-------- TEKS BACAAN --------

PERNAH hukum tembak berhenti Maret lalu, suatu pertanda Perdana
Menteri Mehdi Bazargan didengar. Tiga minggu saja istirahat itu.
April ini pengadilan revolusioner Iran aktif kembali dan
serangkaian eksekusi pun dilaksanakan.
Korban paling menonjol sesudah istirahat itu adalah Amir Abbas
Hoveyda, 61 tahun, pernah menjadi Perdana Menteri Iran selama 13
tahun. Didakwa melakukan 17 kesalahan, Hoveyda membela diri
sendiri tanpa memperoleh pengacara. Semua tuduhan itu. menurut
lapordn pers, mengambang seperti "dosa terhadap Tuhan,
pengkhianatan terhadap negara dengan menjual rahasia pemerintah
kepada Amerika, campur tangan dalam urusan kebebasan pers,
merusak pertanian."
Mungkin satu-satunya kesalahan Hoveyda yang bisa dibuktikan di
pengadilan adalah tindak-tanduknya selama berkuasa yang sering
mengganti pemimpin redaksi suratkabar dan pimpinan pers lainnya
supaya sesuai dengan selera pemerintah. "Tapi kesalahan demikian
jelas terlalu kecil untuk hukuman mati," komentar ahli hukum
Iran seperti dikutip Daily Telegraph, London.

--------

TUGAS YANG DIBERIKAN A:
Ubahlah bagian teks bacaan dari "Mungkin satu-satunya kesalahan" sampai "Daily Telegraph, London." dengan mengganti "suratkabar" menjadi "koran".
TUGAS YANG DIBERIKAN B:
Menurut teks bacaan, berapa lama Amir Abbas Hoveyda pernah menjabat sebagai Perdana Menteri Iran?

-------- DATA TERSIMPAN --------

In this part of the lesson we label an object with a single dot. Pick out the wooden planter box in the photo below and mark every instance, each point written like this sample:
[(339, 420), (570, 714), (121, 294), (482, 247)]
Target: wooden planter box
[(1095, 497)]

--------

HASIL TUGAS A:
Mungkin satu-satunya kesalahan Hoveyda yang bisa dibuktikan di
pengadilan adalah tindak-tanduknya selama berkuasa yang sering
mengganti pemimpin redaksi koran dan pimpinan pers lainnya
supaya sesuai dengan selera pemerintah. "Tapi kesalahan demikian
jelas terlalu kecil untuk hukuman mati," komentar ahli hukum
Iran seperti dikutip Daily Telegraph, London.

HASIL TUGAS B:
Selama 13 tahun.